◆ **What you have to do**
Beneath this task are records; tally the lines in them that contain "embankment" and report only the number.

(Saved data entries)

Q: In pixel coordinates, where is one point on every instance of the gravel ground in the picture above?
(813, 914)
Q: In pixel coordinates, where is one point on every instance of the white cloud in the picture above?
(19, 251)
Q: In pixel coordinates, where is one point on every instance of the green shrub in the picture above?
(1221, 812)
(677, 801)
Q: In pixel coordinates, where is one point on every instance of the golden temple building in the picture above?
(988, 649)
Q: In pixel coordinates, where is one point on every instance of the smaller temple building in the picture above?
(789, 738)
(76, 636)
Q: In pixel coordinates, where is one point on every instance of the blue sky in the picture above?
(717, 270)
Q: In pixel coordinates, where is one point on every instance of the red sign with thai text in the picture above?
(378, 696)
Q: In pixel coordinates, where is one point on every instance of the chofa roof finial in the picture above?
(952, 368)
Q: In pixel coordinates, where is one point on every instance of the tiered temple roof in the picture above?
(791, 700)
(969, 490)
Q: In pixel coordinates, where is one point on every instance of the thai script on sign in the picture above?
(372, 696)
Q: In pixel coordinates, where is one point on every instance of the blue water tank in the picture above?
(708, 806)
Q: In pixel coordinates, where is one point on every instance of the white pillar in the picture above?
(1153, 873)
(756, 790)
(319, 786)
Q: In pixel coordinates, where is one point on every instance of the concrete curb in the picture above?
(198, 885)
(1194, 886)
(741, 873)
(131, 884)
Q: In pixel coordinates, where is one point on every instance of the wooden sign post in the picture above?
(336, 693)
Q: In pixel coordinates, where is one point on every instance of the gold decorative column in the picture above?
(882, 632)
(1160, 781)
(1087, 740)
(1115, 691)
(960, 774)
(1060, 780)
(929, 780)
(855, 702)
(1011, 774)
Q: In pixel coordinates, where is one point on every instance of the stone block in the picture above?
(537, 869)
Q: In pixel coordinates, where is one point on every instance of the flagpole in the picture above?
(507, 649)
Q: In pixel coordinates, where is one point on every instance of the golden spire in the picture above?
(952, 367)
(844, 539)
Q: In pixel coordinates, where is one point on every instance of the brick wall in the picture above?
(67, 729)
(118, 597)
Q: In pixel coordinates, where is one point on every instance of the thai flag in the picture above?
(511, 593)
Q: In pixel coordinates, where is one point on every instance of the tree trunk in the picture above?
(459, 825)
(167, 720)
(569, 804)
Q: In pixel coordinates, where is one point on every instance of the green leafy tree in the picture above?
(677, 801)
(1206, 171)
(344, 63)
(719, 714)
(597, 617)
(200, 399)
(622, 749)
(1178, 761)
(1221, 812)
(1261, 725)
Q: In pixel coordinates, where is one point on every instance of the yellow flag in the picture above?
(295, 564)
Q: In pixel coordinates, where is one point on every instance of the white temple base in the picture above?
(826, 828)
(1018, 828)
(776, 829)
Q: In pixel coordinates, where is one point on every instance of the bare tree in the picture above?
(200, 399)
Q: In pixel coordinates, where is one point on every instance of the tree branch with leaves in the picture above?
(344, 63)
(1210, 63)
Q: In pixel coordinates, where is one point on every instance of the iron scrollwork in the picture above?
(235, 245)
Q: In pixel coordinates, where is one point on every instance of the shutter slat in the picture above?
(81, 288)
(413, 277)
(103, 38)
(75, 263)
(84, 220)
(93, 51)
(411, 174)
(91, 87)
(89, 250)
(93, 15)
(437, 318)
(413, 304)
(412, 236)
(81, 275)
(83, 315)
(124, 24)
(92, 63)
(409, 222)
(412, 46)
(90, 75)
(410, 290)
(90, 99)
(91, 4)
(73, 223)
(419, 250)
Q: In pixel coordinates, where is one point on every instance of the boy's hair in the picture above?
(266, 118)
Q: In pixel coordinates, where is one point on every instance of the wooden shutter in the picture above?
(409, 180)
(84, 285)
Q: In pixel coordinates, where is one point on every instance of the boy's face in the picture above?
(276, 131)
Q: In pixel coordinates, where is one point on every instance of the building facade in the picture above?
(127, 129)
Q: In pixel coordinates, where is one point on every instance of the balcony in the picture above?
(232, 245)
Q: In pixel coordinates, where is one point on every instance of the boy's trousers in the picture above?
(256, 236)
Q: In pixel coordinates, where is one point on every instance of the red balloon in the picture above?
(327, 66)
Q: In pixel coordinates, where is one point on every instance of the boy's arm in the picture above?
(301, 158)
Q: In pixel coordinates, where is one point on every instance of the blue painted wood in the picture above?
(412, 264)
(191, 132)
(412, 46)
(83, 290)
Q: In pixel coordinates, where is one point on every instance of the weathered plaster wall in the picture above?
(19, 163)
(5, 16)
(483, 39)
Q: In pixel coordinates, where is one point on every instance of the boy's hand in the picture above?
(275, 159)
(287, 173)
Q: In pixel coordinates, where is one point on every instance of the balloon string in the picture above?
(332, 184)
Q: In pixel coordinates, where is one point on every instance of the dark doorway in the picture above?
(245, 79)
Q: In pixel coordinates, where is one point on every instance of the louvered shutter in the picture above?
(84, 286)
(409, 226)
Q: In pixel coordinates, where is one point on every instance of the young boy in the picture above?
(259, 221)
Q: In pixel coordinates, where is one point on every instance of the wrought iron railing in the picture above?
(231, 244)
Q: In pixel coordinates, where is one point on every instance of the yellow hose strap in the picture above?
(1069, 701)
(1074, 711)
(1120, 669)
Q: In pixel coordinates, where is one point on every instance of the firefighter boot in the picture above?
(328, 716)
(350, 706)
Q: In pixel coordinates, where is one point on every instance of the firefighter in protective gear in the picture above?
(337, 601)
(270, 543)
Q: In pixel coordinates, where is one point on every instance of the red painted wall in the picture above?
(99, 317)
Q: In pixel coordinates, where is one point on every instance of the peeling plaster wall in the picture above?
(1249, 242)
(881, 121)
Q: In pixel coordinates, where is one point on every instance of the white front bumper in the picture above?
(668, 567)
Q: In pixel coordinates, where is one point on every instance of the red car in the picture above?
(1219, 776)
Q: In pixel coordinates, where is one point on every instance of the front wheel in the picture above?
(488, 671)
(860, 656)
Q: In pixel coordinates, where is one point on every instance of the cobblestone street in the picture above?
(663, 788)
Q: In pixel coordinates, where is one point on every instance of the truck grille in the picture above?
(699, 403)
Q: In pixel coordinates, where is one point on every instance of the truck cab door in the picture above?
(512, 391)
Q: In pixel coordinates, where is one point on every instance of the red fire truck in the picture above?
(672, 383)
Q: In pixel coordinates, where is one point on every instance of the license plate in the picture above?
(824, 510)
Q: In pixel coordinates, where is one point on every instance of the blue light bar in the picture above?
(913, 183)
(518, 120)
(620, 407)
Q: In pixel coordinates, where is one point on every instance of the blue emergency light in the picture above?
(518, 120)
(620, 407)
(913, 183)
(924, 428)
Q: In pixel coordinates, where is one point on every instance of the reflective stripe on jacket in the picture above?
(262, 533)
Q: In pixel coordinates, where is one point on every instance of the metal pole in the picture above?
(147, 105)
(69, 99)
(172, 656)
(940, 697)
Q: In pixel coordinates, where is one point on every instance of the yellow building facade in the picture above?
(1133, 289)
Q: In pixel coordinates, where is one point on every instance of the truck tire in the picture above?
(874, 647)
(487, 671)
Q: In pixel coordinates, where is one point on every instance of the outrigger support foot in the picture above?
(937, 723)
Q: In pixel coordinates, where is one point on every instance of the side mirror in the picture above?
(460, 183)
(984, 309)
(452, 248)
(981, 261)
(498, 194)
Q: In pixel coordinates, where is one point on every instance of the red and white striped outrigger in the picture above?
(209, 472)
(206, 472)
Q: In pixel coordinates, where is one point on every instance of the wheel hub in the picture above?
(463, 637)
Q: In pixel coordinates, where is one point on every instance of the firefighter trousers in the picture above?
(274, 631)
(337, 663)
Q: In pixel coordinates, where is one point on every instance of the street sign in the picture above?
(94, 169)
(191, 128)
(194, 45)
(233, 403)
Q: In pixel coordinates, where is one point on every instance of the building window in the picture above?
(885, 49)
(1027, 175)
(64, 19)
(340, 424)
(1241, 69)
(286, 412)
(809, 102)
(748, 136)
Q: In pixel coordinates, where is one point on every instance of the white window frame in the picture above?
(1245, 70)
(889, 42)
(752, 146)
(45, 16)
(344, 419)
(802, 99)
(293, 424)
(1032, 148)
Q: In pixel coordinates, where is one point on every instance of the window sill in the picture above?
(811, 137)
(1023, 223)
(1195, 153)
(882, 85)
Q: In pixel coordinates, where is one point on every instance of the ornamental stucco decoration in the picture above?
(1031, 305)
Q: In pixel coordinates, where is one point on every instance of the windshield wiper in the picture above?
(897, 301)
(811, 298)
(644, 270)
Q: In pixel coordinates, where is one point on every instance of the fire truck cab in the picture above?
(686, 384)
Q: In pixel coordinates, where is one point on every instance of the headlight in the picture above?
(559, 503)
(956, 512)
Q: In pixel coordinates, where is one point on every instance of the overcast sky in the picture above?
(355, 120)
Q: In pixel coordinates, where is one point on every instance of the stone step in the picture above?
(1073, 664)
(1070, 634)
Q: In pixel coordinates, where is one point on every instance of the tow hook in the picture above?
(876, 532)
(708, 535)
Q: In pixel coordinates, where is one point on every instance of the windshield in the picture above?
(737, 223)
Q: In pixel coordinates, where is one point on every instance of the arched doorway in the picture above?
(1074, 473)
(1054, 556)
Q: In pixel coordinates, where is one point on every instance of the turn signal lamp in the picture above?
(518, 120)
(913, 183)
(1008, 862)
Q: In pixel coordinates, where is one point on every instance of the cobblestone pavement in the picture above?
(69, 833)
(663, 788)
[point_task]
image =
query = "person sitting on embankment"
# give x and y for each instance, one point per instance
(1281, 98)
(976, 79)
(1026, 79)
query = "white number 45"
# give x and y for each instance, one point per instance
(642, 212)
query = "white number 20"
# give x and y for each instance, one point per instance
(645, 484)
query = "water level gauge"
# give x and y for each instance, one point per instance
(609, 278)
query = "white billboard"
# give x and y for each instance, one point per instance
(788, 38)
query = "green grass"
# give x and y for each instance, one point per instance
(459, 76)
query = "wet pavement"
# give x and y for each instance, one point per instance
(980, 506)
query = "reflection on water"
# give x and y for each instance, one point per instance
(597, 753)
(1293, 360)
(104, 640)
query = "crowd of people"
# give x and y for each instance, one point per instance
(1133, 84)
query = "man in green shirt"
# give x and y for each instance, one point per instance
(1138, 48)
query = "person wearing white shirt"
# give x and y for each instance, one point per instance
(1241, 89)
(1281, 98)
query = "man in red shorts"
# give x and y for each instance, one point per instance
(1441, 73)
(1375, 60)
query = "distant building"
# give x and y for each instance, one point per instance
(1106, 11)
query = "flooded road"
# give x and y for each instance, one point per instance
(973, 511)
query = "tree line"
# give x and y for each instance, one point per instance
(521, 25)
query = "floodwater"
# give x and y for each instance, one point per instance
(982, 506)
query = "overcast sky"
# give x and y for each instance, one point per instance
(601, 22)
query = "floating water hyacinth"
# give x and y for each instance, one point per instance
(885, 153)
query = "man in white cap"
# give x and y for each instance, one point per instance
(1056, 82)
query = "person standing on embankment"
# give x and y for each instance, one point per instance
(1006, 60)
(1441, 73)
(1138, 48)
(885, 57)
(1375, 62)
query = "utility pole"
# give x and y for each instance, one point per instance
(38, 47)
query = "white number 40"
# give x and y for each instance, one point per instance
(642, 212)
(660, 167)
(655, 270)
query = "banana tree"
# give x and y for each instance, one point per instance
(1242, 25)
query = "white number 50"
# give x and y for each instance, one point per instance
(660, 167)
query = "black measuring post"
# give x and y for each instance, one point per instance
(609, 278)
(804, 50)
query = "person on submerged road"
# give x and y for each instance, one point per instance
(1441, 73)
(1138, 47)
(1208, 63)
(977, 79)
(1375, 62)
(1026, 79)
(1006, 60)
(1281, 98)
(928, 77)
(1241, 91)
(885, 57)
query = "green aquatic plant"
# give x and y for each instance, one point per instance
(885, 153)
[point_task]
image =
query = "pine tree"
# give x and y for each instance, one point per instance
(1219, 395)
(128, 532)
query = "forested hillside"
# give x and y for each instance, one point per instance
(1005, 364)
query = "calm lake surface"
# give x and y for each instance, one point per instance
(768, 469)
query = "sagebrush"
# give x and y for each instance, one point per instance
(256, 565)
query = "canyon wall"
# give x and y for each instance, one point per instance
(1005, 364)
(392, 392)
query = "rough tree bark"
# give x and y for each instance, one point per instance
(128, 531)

◆ **Exercise solution**
2